## EXERCISE
Print the whole listing exactly as it appears, but skip the pictures.

## SOURCE MATERIAL
....

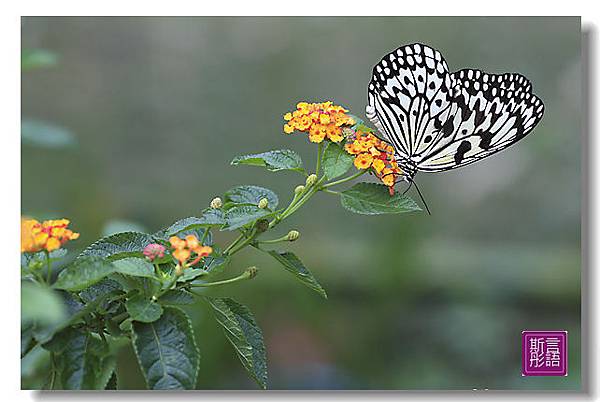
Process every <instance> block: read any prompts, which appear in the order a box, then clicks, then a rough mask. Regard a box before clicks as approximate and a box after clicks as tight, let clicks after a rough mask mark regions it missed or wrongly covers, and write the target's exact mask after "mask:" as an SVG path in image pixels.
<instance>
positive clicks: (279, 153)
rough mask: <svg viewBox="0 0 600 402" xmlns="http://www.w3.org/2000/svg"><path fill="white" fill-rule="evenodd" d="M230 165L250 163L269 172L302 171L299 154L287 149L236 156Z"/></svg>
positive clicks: (288, 149) (243, 164) (249, 163)
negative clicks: (263, 167) (268, 171)
mask: <svg viewBox="0 0 600 402" xmlns="http://www.w3.org/2000/svg"><path fill="white" fill-rule="evenodd" d="M231 164H232V165H250V166H262V167H266V168H267V170H270V171H271V172H278V171H280V170H294V171H297V172H304V168H303V167H302V159H301V158H300V155H298V154H297V153H296V152H294V151H292V150H289V149H279V150H275V151H268V152H262V153H260V154H252V155H241V156H236V157H235V158H233V160H232V161H231Z"/></svg>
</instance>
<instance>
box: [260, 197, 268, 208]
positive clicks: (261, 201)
mask: <svg viewBox="0 0 600 402" xmlns="http://www.w3.org/2000/svg"><path fill="white" fill-rule="evenodd" d="M268 206H269V200H267V199H266V198H261V199H260V201H259V202H258V207H259V208H260V209H265V208H266V207H268Z"/></svg>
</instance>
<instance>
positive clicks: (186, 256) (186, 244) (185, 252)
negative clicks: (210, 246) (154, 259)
mask: <svg viewBox="0 0 600 402" xmlns="http://www.w3.org/2000/svg"><path fill="white" fill-rule="evenodd" d="M169 243H171V247H172V248H173V257H175V259H176V260H177V261H179V265H180V266H181V267H189V266H192V265H195V264H197V263H198V262H199V261H200V260H201V259H202V258H204V257H206V256H208V255H210V254H211V253H212V247H209V246H203V245H202V244H201V243H200V242H199V241H198V238H197V237H196V236H194V235H187V236H186V237H185V239H181V238H179V237H177V236H171V237H170V238H169ZM193 256H195V258H194V259H193V260H191V261H189V260H190V258H192V257H193Z"/></svg>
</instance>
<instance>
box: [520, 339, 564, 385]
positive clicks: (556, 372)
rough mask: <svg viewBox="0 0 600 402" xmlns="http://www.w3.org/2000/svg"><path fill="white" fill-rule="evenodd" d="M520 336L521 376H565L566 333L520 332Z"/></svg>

....

## REPLY
Process every <instance> block: read any prompts, which appear in the order a box, then clicks, then a rough mask. Regard a box before clicks as approximate and a box after clicks as tight, let clicks after a rough mask mark regions it missed or wrongly covers, and write the target's exact mask after "mask:" as an SVG path in image pixels.
<instance>
positive clicks: (279, 153)
rough mask: <svg viewBox="0 0 600 402" xmlns="http://www.w3.org/2000/svg"><path fill="white" fill-rule="evenodd" d="M230 165L250 163L269 172L302 171L299 154L287 149L236 156Z"/></svg>
positive clicks: (288, 149) (243, 164) (249, 163)
negative clicks: (263, 167) (268, 171)
mask: <svg viewBox="0 0 600 402" xmlns="http://www.w3.org/2000/svg"><path fill="white" fill-rule="evenodd" d="M231 164H232V165H250V166H262V167H266V168H267V170H270V171H271V172H278V171H280V170H294V171H297V172H304V168H303V167H302V159H301V158H300V155H298V154H297V153H296V152H294V151H292V150H289V149H279V150H275V151H268V152H262V153H260V154H252V155H241V156H236V157H235V158H233V160H232V161H231Z"/></svg>
</instance>
<instance>
box: [260, 197, 268, 208]
positive clicks: (261, 201)
mask: <svg viewBox="0 0 600 402" xmlns="http://www.w3.org/2000/svg"><path fill="white" fill-rule="evenodd" d="M268 206H269V200H267V199H266V198H261V199H260V201H259V202H258V207H259V208H260V209H265V208H266V207H268Z"/></svg>
</instance>
<instance>
positive clicks: (186, 256) (186, 244) (185, 252)
negative clicks: (210, 246) (154, 259)
mask: <svg viewBox="0 0 600 402" xmlns="http://www.w3.org/2000/svg"><path fill="white" fill-rule="evenodd" d="M169 243H171V247H172V248H173V257H175V259H176V260H177V261H179V265H180V266H181V267H189V266H192V265H195V264H197V263H198V262H199V261H200V260H201V259H202V258H204V257H206V256H208V255H210V254H211V253H212V247H209V246H203V245H202V244H201V243H200V242H199V241H198V238H197V237H196V236H194V235H187V236H186V237H185V239H181V238H179V237H177V236H171V237H170V238H169ZM193 256H195V258H194V259H193V260H191V261H189V260H190V258H192V257H193Z"/></svg>
</instance>
<instance>
box: [520, 339, 564, 385]
positive clicks: (556, 372)
rough mask: <svg viewBox="0 0 600 402" xmlns="http://www.w3.org/2000/svg"><path fill="white" fill-rule="evenodd" d="M520 336L521 376H565L566 333L520 332Z"/></svg>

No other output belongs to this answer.